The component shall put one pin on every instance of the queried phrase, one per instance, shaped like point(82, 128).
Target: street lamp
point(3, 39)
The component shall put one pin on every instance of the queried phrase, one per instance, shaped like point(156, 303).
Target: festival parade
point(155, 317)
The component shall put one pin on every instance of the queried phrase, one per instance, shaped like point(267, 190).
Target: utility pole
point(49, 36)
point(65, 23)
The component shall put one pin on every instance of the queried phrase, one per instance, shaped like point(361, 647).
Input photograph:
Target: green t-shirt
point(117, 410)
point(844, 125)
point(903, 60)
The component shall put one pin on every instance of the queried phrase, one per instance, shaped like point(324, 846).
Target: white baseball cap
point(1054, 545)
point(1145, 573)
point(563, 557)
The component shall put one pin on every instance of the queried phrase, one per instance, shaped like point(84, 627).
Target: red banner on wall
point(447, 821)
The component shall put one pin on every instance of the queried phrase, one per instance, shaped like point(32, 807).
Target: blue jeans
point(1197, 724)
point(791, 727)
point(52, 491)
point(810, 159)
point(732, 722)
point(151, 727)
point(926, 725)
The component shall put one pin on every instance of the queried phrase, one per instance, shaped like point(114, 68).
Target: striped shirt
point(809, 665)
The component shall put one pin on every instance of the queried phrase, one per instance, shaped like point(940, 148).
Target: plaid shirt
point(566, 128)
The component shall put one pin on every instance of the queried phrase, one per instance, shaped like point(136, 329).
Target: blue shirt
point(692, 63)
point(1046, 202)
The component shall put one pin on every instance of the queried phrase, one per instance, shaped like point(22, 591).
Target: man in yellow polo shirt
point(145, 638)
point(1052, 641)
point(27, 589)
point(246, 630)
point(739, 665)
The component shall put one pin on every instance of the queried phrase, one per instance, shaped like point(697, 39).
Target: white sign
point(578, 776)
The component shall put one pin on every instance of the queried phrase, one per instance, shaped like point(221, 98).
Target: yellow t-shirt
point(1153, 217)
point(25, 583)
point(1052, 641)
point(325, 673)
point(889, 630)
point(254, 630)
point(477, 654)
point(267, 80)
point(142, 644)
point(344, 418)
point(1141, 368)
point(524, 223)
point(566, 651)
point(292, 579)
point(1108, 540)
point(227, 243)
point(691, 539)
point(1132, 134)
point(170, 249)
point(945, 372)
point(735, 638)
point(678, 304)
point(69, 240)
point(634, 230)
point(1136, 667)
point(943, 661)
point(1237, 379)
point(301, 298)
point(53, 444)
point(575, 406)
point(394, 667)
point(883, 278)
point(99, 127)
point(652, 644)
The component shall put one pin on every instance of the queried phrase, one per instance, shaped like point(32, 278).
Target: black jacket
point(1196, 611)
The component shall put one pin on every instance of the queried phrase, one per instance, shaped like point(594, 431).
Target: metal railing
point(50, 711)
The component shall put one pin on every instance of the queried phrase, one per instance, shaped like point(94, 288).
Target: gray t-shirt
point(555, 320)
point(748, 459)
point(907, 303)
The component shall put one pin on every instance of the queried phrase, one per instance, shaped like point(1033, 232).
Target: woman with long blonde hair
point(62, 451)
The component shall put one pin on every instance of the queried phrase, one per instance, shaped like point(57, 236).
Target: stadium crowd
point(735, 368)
· · · · ·
» Prompt: Your task is to output exactly the lines running from the one with "like point(22, 591)." through the final line of the material above, with both ends included.

» In response:
The component shall put one pin on every instance of the queried phrase, one per instance, shaped like point(22, 591).
Target: man in yellow polo shirt
point(145, 638)
point(1052, 641)
point(27, 589)
point(246, 630)
point(739, 665)
The component shall put one pin on every instance of the queried phrase, one per instance, shaped like point(697, 39).
Target: white sign
point(578, 776)
The component shall put one pin on every instance of the queried phrase, one per instance, shaped like point(221, 98).
Target: yellow t-shirt
point(1153, 217)
point(25, 583)
point(1052, 641)
point(325, 673)
point(889, 630)
point(254, 630)
point(477, 654)
point(267, 80)
point(142, 644)
point(344, 418)
point(1141, 368)
point(524, 223)
point(566, 651)
point(292, 579)
point(1108, 540)
point(227, 243)
point(691, 539)
point(1132, 134)
point(170, 249)
point(945, 372)
point(735, 638)
point(678, 304)
point(69, 240)
point(634, 230)
point(1136, 667)
point(943, 661)
point(1237, 379)
point(301, 298)
point(53, 444)
point(575, 406)
point(394, 667)
point(883, 278)
point(99, 127)
point(652, 644)
The component shall put one pin on every instance of the queried phrase, one per instance, shaped like point(32, 278).
Target: black jacket
point(1196, 611)
The component shall put one pin on every instance of the queried phrase, one per instance, shaped like point(594, 431).
Target: metal railing
point(50, 711)
The component shall put one pin on every instance of the queried phrase, one per instance, shaped like point(94, 288).
Target: gray t-shirt
point(555, 320)
point(748, 459)
point(907, 303)
The component shall put one pin on every instance of the queried phrase, one per instance, shaped like point(1033, 232).
Target: woman with long blonde hair
point(62, 451)
The component shall put one pin on every instance of the queried phrase, one per instance, shaped like point(57, 236).
Target: stadium crowd
point(735, 368)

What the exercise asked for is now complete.